## Problems
a: For each statement, say whether it agrees with the passage about the Contacts app, answering yes or no and quoting the deciding words: (i) The existing ContactsApp component will be changed so it fetches data itself. (ii) The json file must be placed in the public or static folder. (iii) At the time of writing, only Chrome supports window.fetch.
b: Repeat the passage about the Contacts app word for word, from "Note In this" to "functionality built in.)".

You will use the idea of a container component in your Contacts app, so instead of adding the data-fetching logic to the existing ContactsApp component, you will create a new component called ContactsAppContainer on top of it. The old ContactsApp won’t be changed in any way. It will continue to receive data via props.
Note In this sample code, you use the new window.fetch function, which is an easier way to make web requests and handle responses than using XMLHttpRequest. At the time of this writing, only Chrome and Firefox support this new standard, so install and import the whatwg-fetch polyfill from npm. (Polyfill is browser fallback that allows specific functionality to work in browsers that do not have the support for that functionality built in.)
npm install --save whatwg-fetchLet’s start by moving the hard-coded data to a json file (the json file must be in the public or static folder, so it will be served by the development server), as shown in Figure 3-8. Your project folder structure may vary; the important thing to notice is that the file is in the public or static folder that will be served by the web server.

## Recorded data
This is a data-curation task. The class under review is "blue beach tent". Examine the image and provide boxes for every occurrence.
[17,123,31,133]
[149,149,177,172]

## Outputs by task
a:
(i) No: "The old ContactsApp won’t be changed in any way."
(ii) Yes: "the json file must be in the public or static folder"
(iii) No: "only Chrome and Firefox support this new standard"

b:
Note In this sample code, you use the new window.fetch function, which is an easier way to make web requests and handle responses than using XMLHttpRequest. At the time of this writing, only Chrome and Firefox support this new standard, so install and import the whatwg-fetch polyfill from npm. (Polyfill is browser fallback that allows specific functionality to work in browsers that do not have the support for that functionality built in.)